##### Text segment

Conflict - the struggle or problem between two (or more) people or forces found in fiction

  • man v. man – the struggle between two characters
  • man v. society – the struggle between the few and the majority, usually one challenges the values and customs of the majority
    • Acts of intolerance
    • Breaking the law
  • Man v. Nature – struggle between a character and an uncontrollable natural force
  • Man v. Self – internal struggle; test of a character’s values
    • Making a decision

Characters

  • Protagonist – the principle character
  • Antagonist – the character that opposes the main character
    • Voldemort
  • Foil – a character that contrasts with the main character
    • Mercutio
  • **Write down an example for each type of character.

Characters

  • Hero - A person noted for feats of courage or nobility of purpose, especially one who has risked or sacrificed his or her life
    • Firemen, nurses, soldiers
  • Greek Hero - In mythology and legend, a man or woman, often of divine ancestry, who is endowed with great courage and strength, celebrated for his or her bold exploits, and favored by the gods.
    • Perseus, Odysseus

Characters

  • Epic Hero – a historical, mythical, or legendary figure who is often of divine descent and has great strength or ability. Epic heroes go on quests where they face adversity in order to achieve a goal.
    • Gilgamesh, Aeneas
  • Tragic Hero – the main character in a tragedy who causes his own downfall, usually through a tragic flaw (e.g. hubris)
    • Oedipus

Characters

  • Byronic Hero – an antihero (a hero who lacks traditional heroic qualities: courage, idealism, etc.) who is a romanticized but wicked character. Usually a young, attractive male with a bad reputation who defies authority and conventional morality.
    • Heathcliff (Wuthering Heights)
    • James Dean (Rebel Without a Cause)

Speak! Speak!

  • Point of View - perspective from which the story is told
    • 1st person – told from the perspective of a character in the story. Narrator can only relate what he/she experiences, hears about, or sees.
    • 3rd person – telling the story from the perspective of an onlooker (narrator sounds like the author)
    • 2nd person - narrator is telling the story to another character using “you”
  • Omniscient – all knowing.
  • **Can a 1st person narrator be omniscient?

Speak! Speak!

  • Dialogue – conversation between characters
  • Monologue – long, dramatic speech by one character
  • Soliloquy – long, dramatic speech by one character when alone onstage.
  • Aside – dialogue intended for the audience and not heard by the other actors onstage
  • Idioms – an expression or figure of speech
    • “keep tabs on”
    • “flip my lid”

Literary Devices

  • Simile – comparison of two unlike things using the adverbs like or as
    • Johnny runs like a cheetah.
  • Metaphor – comparison of two unlike things using the verb "to be" and not using like or as; analogy implying that one thing is another
    • “Men’s words are bullets, that their enemies take up and make use of against them.” (George Savile, Maxims)

##########
##### Extracted entries

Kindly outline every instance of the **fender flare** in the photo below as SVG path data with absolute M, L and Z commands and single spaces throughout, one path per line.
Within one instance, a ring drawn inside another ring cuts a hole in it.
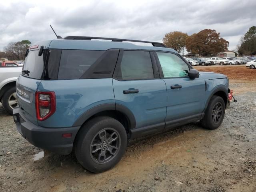
M 216 88 L 216 89 L 214 90 L 212 92 L 212 93 L 211 93 L 211 94 L 210 95 L 210 96 L 208 97 L 208 98 L 207 99 L 207 100 L 205 104 L 205 106 L 204 106 L 204 112 L 205 111 L 206 108 L 207 108 L 209 102 L 210 102 L 210 100 L 212 96 L 213 96 L 213 95 L 217 92 L 220 91 L 224 92 L 226 94 L 227 96 L 227 98 L 228 98 L 228 90 L 226 90 L 226 87 L 225 86 L 221 86 Z M 225 104 L 226 104 L 225 103 Z
M 115 110 L 124 114 L 129 121 L 130 129 L 136 126 L 135 118 L 131 110 L 123 105 L 115 103 L 102 104 L 94 107 L 82 114 L 73 124 L 72 126 L 81 126 L 87 120 L 94 115 L 107 110 Z

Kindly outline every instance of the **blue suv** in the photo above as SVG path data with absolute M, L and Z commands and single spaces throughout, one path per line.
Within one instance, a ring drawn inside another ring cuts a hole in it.
M 162 43 L 72 36 L 34 45 L 17 80 L 17 128 L 38 147 L 74 150 L 91 172 L 116 164 L 129 140 L 199 121 L 214 129 L 224 117 L 227 77 L 199 74 Z

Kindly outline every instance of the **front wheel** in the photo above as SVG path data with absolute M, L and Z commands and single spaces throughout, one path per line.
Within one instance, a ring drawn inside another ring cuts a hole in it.
M 16 88 L 13 87 L 8 90 L 4 94 L 2 103 L 5 110 L 12 115 L 13 108 L 17 106 Z
M 86 123 L 78 133 L 75 153 L 80 164 L 91 172 L 100 173 L 115 166 L 127 144 L 122 124 L 111 117 L 96 117 Z
M 210 130 L 219 127 L 223 120 L 225 108 L 223 99 L 214 95 L 208 104 L 204 118 L 201 120 L 202 126 Z

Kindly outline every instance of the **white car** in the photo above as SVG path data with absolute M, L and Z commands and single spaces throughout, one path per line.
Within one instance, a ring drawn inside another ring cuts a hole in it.
M 196 66 L 197 65 L 199 65 L 199 63 L 198 61 L 196 61 L 191 58 L 185 58 L 185 59 L 192 66 Z
M 236 64 L 240 65 L 240 64 L 243 64 L 243 62 L 242 60 L 240 59 L 237 59 L 234 57 L 222 57 L 222 59 L 227 59 L 230 61 L 234 61 L 236 62 Z
M 222 59 L 218 57 L 210 57 L 210 58 L 216 62 L 215 63 L 216 64 L 219 64 L 220 65 L 226 65 L 228 64 L 228 60 L 227 59 Z
M 246 67 L 250 67 L 251 69 L 255 69 L 256 68 L 256 60 L 247 62 L 245 66 Z
M 212 59 L 212 58 L 202 57 L 203 59 L 206 59 L 208 61 L 210 61 L 212 65 L 216 65 L 218 64 L 218 62 L 215 60 Z

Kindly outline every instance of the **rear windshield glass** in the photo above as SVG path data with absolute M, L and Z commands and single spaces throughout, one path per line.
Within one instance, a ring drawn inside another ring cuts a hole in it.
M 44 54 L 38 56 L 38 50 L 30 51 L 26 57 L 23 70 L 27 72 L 22 72 L 22 75 L 37 79 L 42 79 L 44 72 Z
M 62 50 L 58 79 L 79 79 L 104 51 Z

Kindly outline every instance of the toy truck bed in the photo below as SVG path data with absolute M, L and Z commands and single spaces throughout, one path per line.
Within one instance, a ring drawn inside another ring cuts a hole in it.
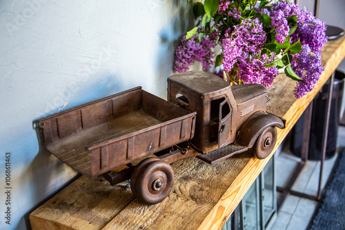
M 91 178 L 193 138 L 195 116 L 139 87 L 39 124 L 47 149 Z

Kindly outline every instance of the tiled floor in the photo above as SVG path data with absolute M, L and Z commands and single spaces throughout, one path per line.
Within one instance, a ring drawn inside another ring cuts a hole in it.
M 345 127 L 340 127 L 338 134 L 337 145 L 345 146 Z M 337 154 L 332 158 L 325 160 L 322 186 L 324 186 L 327 182 L 337 156 Z M 288 149 L 286 148 L 283 149 L 277 157 L 276 160 L 277 186 L 284 187 L 286 185 L 290 174 L 299 160 L 300 159 L 295 156 Z M 319 161 L 308 160 L 293 189 L 310 195 L 316 195 L 319 183 Z M 279 194 L 278 196 L 279 196 Z M 317 205 L 316 201 L 295 196 L 288 196 L 278 212 L 275 222 L 273 224 L 270 224 L 270 229 L 306 229 Z

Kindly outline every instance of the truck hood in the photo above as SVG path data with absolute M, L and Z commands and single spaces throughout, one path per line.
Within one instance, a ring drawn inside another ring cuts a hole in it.
M 233 85 L 232 89 L 238 104 L 249 101 L 259 95 L 267 94 L 267 90 L 264 86 L 259 84 Z

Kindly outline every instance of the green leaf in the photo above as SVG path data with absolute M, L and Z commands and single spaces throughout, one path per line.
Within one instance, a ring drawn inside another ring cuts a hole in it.
M 290 65 L 290 61 L 293 60 L 293 56 L 290 54 L 284 54 L 282 57 L 282 61 L 285 65 Z
M 272 23 L 272 19 L 268 14 L 261 14 L 259 15 L 259 20 L 264 27 L 268 27 Z
M 223 64 L 223 59 L 224 58 L 224 55 L 223 54 L 217 55 L 216 62 L 215 63 L 215 67 L 217 67 Z
M 296 74 L 296 73 L 293 71 L 293 68 L 291 67 L 291 65 L 286 66 L 286 67 L 284 70 L 284 72 L 286 76 L 290 78 L 291 79 L 297 81 L 305 82 L 304 80 L 303 80 L 297 74 Z
M 295 43 L 289 45 L 286 49 L 285 49 L 284 52 L 287 53 L 288 50 L 290 50 L 290 52 L 293 54 L 298 54 L 299 52 L 300 52 L 302 51 L 301 41 L 298 39 L 298 41 Z
M 187 32 L 187 34 L 186 35 L 186 39 L 188 40 L 193 38 L 193 36 L 195 35 L 195 34 L 197 34 L 197 27 L 195 27 L 190 31 Z
M 206 23 L 207 23 L 207 15 L 205 14 L 204 15 L 204 17 L 202 18 L 202 23 L 201 23 L 201 25 L 202 27 L 205 27 L 206 26 Z
M 221 15 L 217 14 L 216 17 L 213 19 L 215 20 L 215 23 L 218 23 L 221 19 Z
M 266 64 L 264 64 L 264 65 L 265 65 L 265 67 L 269 68 L 270 67 L 273 67 L 275 65 L 275 63 L 274 62 L 271 62 L 270 63 L 266 63 Z
M 259 8 L 262 8 L 266 5 L 268 4 L 268 1 L 262 1 L 260 2 L 260 5 L 259 6 Z
M 288 35 L 291 35 L 296 31 L 296 29 L 297 28 L 298 25 L 296 25 L 295 26 L 293 26 L 292 28 L 290 28 L 290 30 L 288 31 Z
M 277 61 L 275 61 L 275 63 L 277 64 L 277 66 L 280 69 L 280 68 L 282 68 L 283 67 L 285 66 L 285 65 L 283 63 L 283 61 L 282 61 L 282 59 L 278 59 Z
M 218 10 L 218 7 L 219 6 L 219 0 L 205 0 L 204 3 L 204 8 L 205 9 L 205 12 L 208 17 L 210 19 L 215 15 L 217 10 Z
M 265 45 L 265 48 L 273 52 L 273 50 L 275 50 L 275 49 L 277 48 L 277 45 L 274 43 L 267 43 Z
M 282 59 L 278 59 L 275 61 L 271 62 L 270 63 L 266 63 L 264 65 L 265 65 L 265 67 L 267 67 L 277 65 L 279 68 L 282 68 L 285 66 L 283 62 L 282 61 Z
M 277 45 L 278 49 L 286 49 L 290 45 L 290 36 L 286 37 L 286 40 L 284 43 L 279 43 L 275 40 L 275 44 Z
M 205 14 L 205 10 L 204 10 L 204 5 L 201 3 L 196 2 L 193 6 L 193 14 L 194 17 L 197 19 L 198 17 Z
M 289 17 L 288 18 L 286 18 L 286 20 L 288 20 L 288 22 L 295 23 L 297 22 L 297 16 L 296 14 L 293 15 L 291 17 Z

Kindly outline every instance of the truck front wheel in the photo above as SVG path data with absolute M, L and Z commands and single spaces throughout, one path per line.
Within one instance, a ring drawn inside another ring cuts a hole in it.
M 264 159 L 270 155 L 277 141 L 277 129 L 274 126 L 266 127 L 257 138 L 253 152 L 259 159 Z
M 135 196 L 148 205 L 157 204 L 169 195 L 174 185 L 174 171 L 156 158 L 141 161 L 134 169 L 130 187 Z

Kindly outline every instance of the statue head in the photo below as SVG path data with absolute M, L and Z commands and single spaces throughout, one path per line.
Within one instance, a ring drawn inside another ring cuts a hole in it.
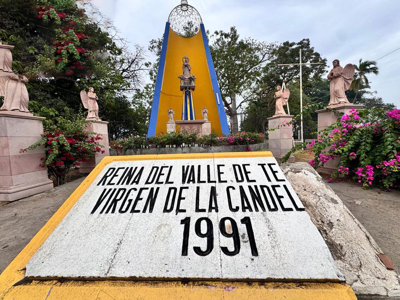
M 339 60 L 335 60 L 332 62 L 332 64 L 334 65 L 334 68 L 335 66 L 340 66 L 340 62 L 339 62 Z

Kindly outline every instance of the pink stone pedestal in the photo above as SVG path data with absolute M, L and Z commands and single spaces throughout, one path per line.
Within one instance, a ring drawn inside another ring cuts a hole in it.
M 47 170 L 40 166 L 46 156 L 44 146 L 20 153 L 42 139 L 44 118 L 0 111 L 0 201 L 14 201 L 53 188 Z
M 276 128 L 284 121 L 286 123 L 292 121 L 292 116 L 278 115 L 268 118 L 268 128 Z M 276 129 L 268 133 L 268 148 L 272 152 L 276 158 L 282 158 L 293 146 L 293 132 L 292 124 Z M 294 160 L 294 158 L 292 155 L 289 162 Z
M 82 162 L 79 170 L 80 173 L 90 173 L 104 156 L 110 156 L 108 128 L 108 122 L 101 120 L 92 120 L 89 119 L 86 119 L 86 122 L 88 126 L 85 130 L 95 132 L 102 137 L 102 140 L 98 142 L 98 144 L 104 146 L 104 148 L 102 148 L 102 150 L 104 150 L 104 152 L 102 154 L 101 152 L 96 153 L 94 157 L 90 158 L 88 162 Z
M 318 131 L 324 130 L 327 127 L 338 122 L 338 116 L 335 115 L 333 110 L 339 112 L 348 114 L 352 110 L 361 110 L 364 105 L 354 104 L 351 103 L 340 104 L 329 106 L 329 108 L 324 108 L 316 110 L 318 116 Z M 340 161 L 340 157 L 334 160 L 330 160 L 325 164 L 322 168 L 318 168 L 318 172 L 330 174 L 337 169 L 338 164 Z
M 179 120 L 176 122 L 176 124 L 180 125 L 180 130 L 198 132 L 199 137 L 211 133 L 211 122 L 208 120 Z

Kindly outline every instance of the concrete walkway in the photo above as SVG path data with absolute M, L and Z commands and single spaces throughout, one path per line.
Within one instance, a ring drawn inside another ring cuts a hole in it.
M 0 206 L 0 273 L 84 179 Z
M 0 272 L 84 179 L 0 206 Z M 364 190 L 352 182 L 329 184 L 400 272 L 400 191 Z
M 400 274 L 400 191 L 363 190 L 351 182 L 328 184 L 372 236 Z

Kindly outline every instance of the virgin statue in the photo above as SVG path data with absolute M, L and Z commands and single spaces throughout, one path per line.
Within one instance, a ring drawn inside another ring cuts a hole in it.
M 10 51 L 12 48 L 14 46 L 0 42 L 0 96 L 4 96 L 0 110 L 29 112 L 29 95 L 25 86 L 28 78 L 12 72 L 12 56 Z

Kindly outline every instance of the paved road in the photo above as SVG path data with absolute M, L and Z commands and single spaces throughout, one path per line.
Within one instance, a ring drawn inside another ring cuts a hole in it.
M 328 184 L 400 274 L 400 191 L 365 190 L 350 182 Z
M 0 206 L 2 272 L 84 180 Z M 400 191 L 364 190 L 351 182 L 329 184 L 400 272 Z
M 0 206 L 0 272 L 26 246 L 84 178 Z

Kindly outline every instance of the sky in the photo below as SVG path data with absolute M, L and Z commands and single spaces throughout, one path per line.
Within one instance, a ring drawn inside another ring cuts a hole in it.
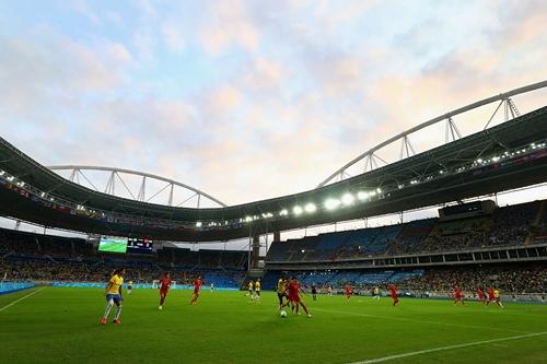
M 45 165 L 154 173 L 228 204 L 293 193 L 428 118 L 547 80 L 545 24 L 542 0 L 4 0 L 0 133 Z M 477 131 L 489 113 L 455 121 Z

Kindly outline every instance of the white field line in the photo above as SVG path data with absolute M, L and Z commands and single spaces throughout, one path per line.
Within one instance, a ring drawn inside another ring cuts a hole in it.
M 7 308 L 10 308 L 10 307 L 11 307 L 11 306 L 13 306 L 14 304 L 16 304 L 16 303 L 19 303 L 19 302 L 21 302 L 21 301 L 23 301 L 23 300 L 25 300 L 25 298 L 28 298 L 30 296 L 32 296 L 32 295 L 34 295 L 34 294 L 36 294 L 36 293 L 38 293 L 38 292 L 44 291 L 45 289 L 46 289 L 46 287 L 45 287 L 45 286 L 43 286 L 43 287 L 42 287 L 42 289 L 39 289 L 39 290 L 33 291 L 33 292 L 28 293 L 27 295 L 24 295 L 24 296 L 22 296 L 21 298 L 18 298 L 18 300 L 13 301 L 12 303 L 9 303 L 8 305 L 5 305 L 5 306 L 3 306 L 2 308 L 0 308 L 0 313 L 1 313 L 2 310 L 7 309 Z
M 540 337 L 540 336 L 544 336 L 544 334 L 547 334 L 547 331 L 535 332 L 535 333 L 527 333 L 527 334 L 520 334 L 520 336 L 516 336 L 516 337 L 509 337 L 509 338 L 501 338 L 501 339 L 474 341 L 474 342 L 467 342 L 467 343 L 463 343 L 463 344 L 449 345 L 449 347 L 439 347 L 439 348 L 433 348 L 433 349 L 412 351 L 412 352 L 403 353 L 403 354 L 395 354 L 395 355 L 389 355 L 389 356 L 383 356 L 383 357 L 376 357 L 376 359 L 369 359 L 369 360 L 365 360 L 365 361 L 353 362 L 353 363 L 349 363 L 349 364 L 383 363 L 383 362 L 393 361 L 393 360 L 396 360 L 396 359 L 404 359 L 404 357 L 409 357 L 409 356 L 417 356 L 417 355 L 422 355 L 422 354 L 435 353 L 435 352 L 439 352 L 439 351 L 446 351 L 446 350 L 462 349 L 462 348 L 469 348 L 469 347 L 478 347 L 478 345 L 484 345 L 484 344 L 491 344 L 491 343 L 494 343 L 494 342 L 503 342 L 503 341 L 512 341 L 512 340 L 520 340 L 520 339 L 526 339 L 526 338 Z
M 353 316 L 362 316 L 362 317 L 382 318 L 382 319 L 387 319 L 387 320 L 417 322 L 417 324 L 452 326 L 452 327 L 461 327 L 464 329 L 480 329 L 480 330 L 496 330 L 496 331 L 507 331 L 507 332 L 516 332 L 516 333 L 529 333 L 527 331 L 520 331 L 520 330 L 513 330 L 513 329 L 501 329 L 501 328 L 498 329 L 498 328 L 488 327 L 488 326 L 473 326 L 473 325 L 459 325 L 459 324 L 440 322 L 440 321 L 430 321 L 430 320 L 419 320 L 419 319 L 414 319 L 414 318 L 396 317 L 396 316 L 371 315 L 371 314 L 331 310 L 331 309 L 323 309 L 323 308 L 314 308 L 313 310 L 321 310 L 321 312 L 325 312 L 325 313 L 333 313 L 333 314 L 339 314 L 339 315 L 353 315 Z

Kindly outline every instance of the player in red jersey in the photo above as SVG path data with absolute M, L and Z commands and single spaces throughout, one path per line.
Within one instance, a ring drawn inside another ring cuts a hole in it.
M 351 285 L 346 284 L 346 300 L 349 301 L 351 298 Z
M 203 284 L 203 282 L 201 281 L 201 277 L 198 275 L 198 278 L 194 280 L 194 294 L 191 295 L 190 305 L 195 305 L 198 302 L 201 284 Z
M 456 284 L 454 286 L 454 305 L 456 305 L 458 302 L 461 302 L 462 305 L 465 306 L 464 295 L 462 294 L 462 287 L 459 286 L 459 284 Z
M 307 317 L 312 317 L 306 305 L 302 302 L 302 300 L 300 300 L 301 289 L 300 289 L 300 283 L 295 277 L 293 277 L 289 282 L 288 291 L 289 291 L 289 302 L 296 307 L 296 315 L 299 315 L 299 305 L 300 305 L 302 306 L 302 308 L 304 308 L 304 312 L 306 313 Z
M 397 306 L 397 304 L 399 303 L 399 296 L 397 295 L 397 286 L 394 283 L 389 285 L 389 292 L 393 298 L 393 305 Z
M 160 280 L 160 309 L 163 309 L 163 304 L 165 303 L 165 297 L 171 289 L 171 273 L 165 272 Z
M 482 290 L 481 286 L 477 289 L 477 295 L 479 297 L 479 302 L 481 302 L 484 305 L 486 305 L 486 296 L 485 296 L 485 290 Z

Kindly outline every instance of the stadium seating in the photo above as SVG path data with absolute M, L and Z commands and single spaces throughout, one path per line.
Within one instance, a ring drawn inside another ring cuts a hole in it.
M 360 228 L 275 242 L 267 261 L 337 261 L 416 253 L 465 251 L 547 240 L 545 201 L 498 208 L 492 215 Z M 532 228 L 532 225 L 535 225 Z M 535 234 L 532 234 L 535 232 Z M 532 234 L 532 235 L 531 235 Z M 529 238 L 528 238 L 529 235 Z
M 9 280 L 104 282 L 125 267 L 136 283 L 151 283 L 168 270 L 183 284 L 200 274 L 208 284 L 237 287 L 246 263 L 246 251 L 167 247 L 152 255 L 104 254 L 81 238 L 0 228 L 0 273 Z

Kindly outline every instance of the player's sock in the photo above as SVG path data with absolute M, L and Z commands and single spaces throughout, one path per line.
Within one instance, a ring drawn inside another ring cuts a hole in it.
M 119 307 L 116 309 L 116 316 L 114 316 L 114 319 L 118 319 L 120 314 L 121 314 L 121 306 L 119 306 Z
M 107 318 L 107 317 L 108 317 L 108 314 L 110 314 L 110 309 L 112 309 L 112 306 L 113 306 L 113 305 L 114 305 L 114 303 L 108 303 L 108 304 L 106 305 L 106 309 L 105 309 L 105 312 L 104 312 L 104 316 L 103 316 L 103 318 Z

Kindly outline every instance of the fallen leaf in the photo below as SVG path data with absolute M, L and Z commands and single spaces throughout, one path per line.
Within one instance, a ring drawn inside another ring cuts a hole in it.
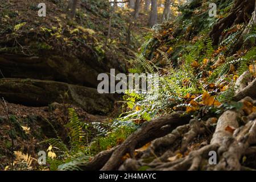
M 168 160 L 169 160 L 170 162 L 173 162 L 177 159 L 182 158 L 183 156 L 183 155 L 181 154 L 178 153 L 175 156 L 174 156 L 172 157 L 168 158 Z
M 230 132 L 231 133 L 233 133 L 234 130 L 236 130 L 236 129 L 234 127 L 233 127 L 228 126 L 225 129 L 225 130 L 228 131 L 229 131 L 229 132 Z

##########

**Things to do**.
- 1) Do these statements agree with the notes on literary terms? Answer yes or no for each, and quote the deciding words.
(a) A foil is a character that opposes the main character.
(b) A soliloquy is spoken by one character when alone onstage.
(c) A simile compares two unlike things using the adverbs like or as.
- 2) Please answer these questions from the notes on literary terms:
(a) Which character is given as the example of a tragic hero?
(b) Which two idioms are listed?
(c) From whose perspective is a 3rd person story told?
- 3) Pick up the notes on literary terms after their last line and keep going.
The records are separate material from the notes on literary terms.

**Results**.
- 1)
(a) No: "Foil – a character that contrasts with the main character"
(b) Yes: "Soliloquy – long, dramatic speech by one character when alone onstage."
(c) Yes: "Simile – comparison of two unlike things using the adverbs like or as"

- 2)
(a) Oedipus
(b) "keep tabs on" and "flip my lid"
(c) An onlooker's

- 3)
  • Symbol – tangible objects or images that represent abstract ideas
    • Being submerged in water (heavy rain) is symbolic of rebirth.
    • Uncle Sam is a symbol of the United States.

Literary Devices

  • Hyperbole – extreme exaggeration or overstatement
    • I’m so hungry I’d eat a horse.
  • Irony – use of words to convey the opposite of their literal meaning (verbal irony)
    • Situational Irony – incongruity between what is expected or intended and what actually occurs
    • Dramatic Irony – Audience knows more about a present or future circumstance than a character in the story
  • Paradox – a statement whose two parts seem contradictory but make sense with more thought
    • Deep down he’s really very shallow.

Literary Devices

  • Flashback – interruption of earlier events in a chronological sequence, which are necessary to better understand the story
  • Mood – how the author makes you feel
  • Tone – how the author feels
    • For example: An author who loathes consumerism may write an essay saying that teenagers are shallow because of their rampant consumerism.
      • MOOD: you may feel ashamed, embarrassed or indignant
      • TONE: the author is outraged

Literary Devices

  • Denotation – the dictionary definition of a word
  • Connotation – implied meaning of a word
    • Home – a place where one feels safe and is loved.
  • Allusion – an implied or indirect reference to a person, place, event or other passage of literature
    • Sophia’s curly hair was the bane of her existence. Every morning Medusa stared back at her from the mirror.
  • **What do you need to know in order to best understand the allusion example and what is being said?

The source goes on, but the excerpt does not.